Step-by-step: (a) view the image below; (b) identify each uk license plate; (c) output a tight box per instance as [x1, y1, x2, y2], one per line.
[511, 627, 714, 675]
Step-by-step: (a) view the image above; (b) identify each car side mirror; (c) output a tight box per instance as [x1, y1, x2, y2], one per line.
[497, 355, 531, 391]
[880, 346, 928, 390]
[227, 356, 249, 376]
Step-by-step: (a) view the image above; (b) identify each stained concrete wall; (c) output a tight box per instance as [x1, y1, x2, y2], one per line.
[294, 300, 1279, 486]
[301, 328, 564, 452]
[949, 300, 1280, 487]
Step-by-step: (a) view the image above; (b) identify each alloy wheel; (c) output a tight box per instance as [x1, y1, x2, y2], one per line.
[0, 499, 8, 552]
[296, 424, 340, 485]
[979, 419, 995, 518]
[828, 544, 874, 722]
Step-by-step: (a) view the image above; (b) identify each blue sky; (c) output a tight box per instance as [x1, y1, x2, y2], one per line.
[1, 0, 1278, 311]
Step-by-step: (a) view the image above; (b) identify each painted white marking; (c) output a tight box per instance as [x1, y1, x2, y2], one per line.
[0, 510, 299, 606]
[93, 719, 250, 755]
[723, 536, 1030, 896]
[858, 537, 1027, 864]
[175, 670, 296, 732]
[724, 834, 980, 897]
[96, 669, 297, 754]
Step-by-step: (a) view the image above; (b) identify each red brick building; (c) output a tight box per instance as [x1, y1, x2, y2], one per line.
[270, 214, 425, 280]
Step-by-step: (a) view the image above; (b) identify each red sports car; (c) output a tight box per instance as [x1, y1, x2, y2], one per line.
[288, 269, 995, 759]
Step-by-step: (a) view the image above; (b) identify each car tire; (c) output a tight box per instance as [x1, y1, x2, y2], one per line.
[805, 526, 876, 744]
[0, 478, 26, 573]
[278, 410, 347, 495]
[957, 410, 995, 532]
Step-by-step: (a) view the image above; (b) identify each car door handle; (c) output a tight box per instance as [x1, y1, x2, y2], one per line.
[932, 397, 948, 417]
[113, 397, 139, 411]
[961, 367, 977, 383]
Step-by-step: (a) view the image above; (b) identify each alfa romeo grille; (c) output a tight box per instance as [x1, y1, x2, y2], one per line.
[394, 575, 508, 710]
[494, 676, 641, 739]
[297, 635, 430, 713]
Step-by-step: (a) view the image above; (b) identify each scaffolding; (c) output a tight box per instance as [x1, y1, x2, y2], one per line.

Your goal:
Nothing in the records may be left out; copy them all exactly.

Result for this task:
Step-by-step: (a) view the image below; (b) identify each uk license plate; (c) output a tight box per instance as [x1, y1, x2, y2], one per line.
[511, 627, 714, 675]
Step-by-step: (a) view the image above; (b) identify each car side mirror; (c) output a tight box per instance as [x1, y1, x2, y2], one per line.
[497, 355, 531, 391]
[880, 346, 928, 390]
[227, 356, 249, 376]
Step-by-step: (a) view the image above; (b) identify each stained concrete wall; (c) output a tight box per instance as [x1, y1, x2, y2], one per line.
[294, 300, 1279, 486]
[301, 328, 564, 452]
[949, 300, 1280, 487]
Step-by-step: (a) view the image above; (b) identify each alloy wheel; (c) output a tight box per instance as [x1, y1, x2, y2], one per line.
[0, 499, 8, 552]
[296, 424, 340, 485]
[979, 419, 995, 518]
[828, 544, 874, 722]
Step-by-step: (a) view the image above; (b) identify each blue sky; (c) output a tight box per instance as [x1, y1, x2, y2], one per line.
[1, 0, 1278, 311]
Step-by-step: (a) view the image above; (b) identify each painted white marking; (c) output a tight box per instance as [x1, y1, x2, y2], one per line.
[0, 510, 299, 606]
[93, 719, 250, 755]
[723, 536, 1030, 896]
[858, 537, 1027, 864]
[175, 670, 296, 732]
[724, 834, 980, 897]
[96, 669, 297, 754]
Step-by-step: (a) view the image above; (b) identify each red brick building; (c) output a tight box per instance as [x1, y1, x2, y2], one per line.
[270, 214, 425, 280]
Step-by-step: (a) view the image above; (b) identify each red sports car; (c) output a tight box per instance as [x1, y1, x2, y2], one per line.
[288, 269, 995, 759]
Step-by-step: (a) view the image above; (b) identify each car tire; (c) output a tight box per instance as [x1, y1, x2, y2], one per line.
[805, 526, 876, 744]
[0, 478, 26, 573]
[278, 410, 347, 495]
[957, 410, 995, 532]
Step-by-step: (a) view the image above; (b) identify each car door handle; (c) output a tight box per instance as [x1, y1, x2, y2], one per line.
[932, 397, 948, 417]
[113, 397, 139, 411]
[961, 367, 977, 383]
Step-by-step: (a) view the image above; (b) identify each alfa romeo grille; (c) output a tight box per instance as [x1, y1, x2, y2], one per line.
[394, 575, 508, 710]
[494, 676, 641, 739]
[297, 635, 430, 713]
Step-by-step: (a) view the image above; (b) identify each scaffolding; (c) output a tight box per instance as [x1, y1, x2, y2], one per line.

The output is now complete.